** start The data **
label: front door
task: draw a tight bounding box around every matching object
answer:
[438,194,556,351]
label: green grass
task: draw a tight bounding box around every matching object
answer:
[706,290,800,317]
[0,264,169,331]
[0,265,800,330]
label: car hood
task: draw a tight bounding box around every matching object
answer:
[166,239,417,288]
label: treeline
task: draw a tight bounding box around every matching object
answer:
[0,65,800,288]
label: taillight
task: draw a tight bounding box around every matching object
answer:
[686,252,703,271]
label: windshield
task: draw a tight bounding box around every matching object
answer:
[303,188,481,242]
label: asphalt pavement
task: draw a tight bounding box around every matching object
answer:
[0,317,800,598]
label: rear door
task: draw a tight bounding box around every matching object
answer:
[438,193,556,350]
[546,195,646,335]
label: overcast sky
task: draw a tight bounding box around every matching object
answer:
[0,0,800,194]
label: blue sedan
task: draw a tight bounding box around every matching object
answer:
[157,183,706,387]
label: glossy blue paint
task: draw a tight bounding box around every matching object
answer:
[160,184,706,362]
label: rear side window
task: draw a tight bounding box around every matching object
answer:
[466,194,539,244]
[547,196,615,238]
** end The data **
Rewrite all the lines of the items above, switching "every matching object" to "each matching object" everywhere and leaving everything else the same.

§ Exercise response
label: front door
task: draw a tight bounding box around each matching object
answer:
[438,194,556,351]
label: green grass
task: draw a tight bounding box around each matching object
answer:
[706,290,800,317]
[0,264,169,331]
[0,265,800,330]
label: car hood
task: draw a tight bounding box around each matching object
answer:
[166,239,417,288]
label: treeline
task: draw a tight bounding box around each matching object
answer:
[0,65,800,288]
label: taillight
task: draw a tight bounding box around each matching object
answer:
[686,252,703,271]
label: windshield
task: draw a tight bounding box around each matching object
answer:
[303,188,481,242]
label: asphalt pavement
task: draw a tight bounding box around each matching object
answer:
[0,317,800,598]
label: rear door
task: draw a tight bounding box around each matching object
answer:
[438,193,556,350]
[546,195,646,335]
label: overcast sky
task: draw a tight bounding box around each matching object
answer:
[0,0,800,194]
label: blue sedan
task: draw a tight bounding box around each matching object
answer:
[157,183,706,387]
label: glossy blue paint
task: draw a tight bounding box around each matching object
answer:
[160,184,706,362]
label: rear side window
task: draw a tight bounding box around each matching object
answer:
[466,194,539,244]
[547,196,615,238]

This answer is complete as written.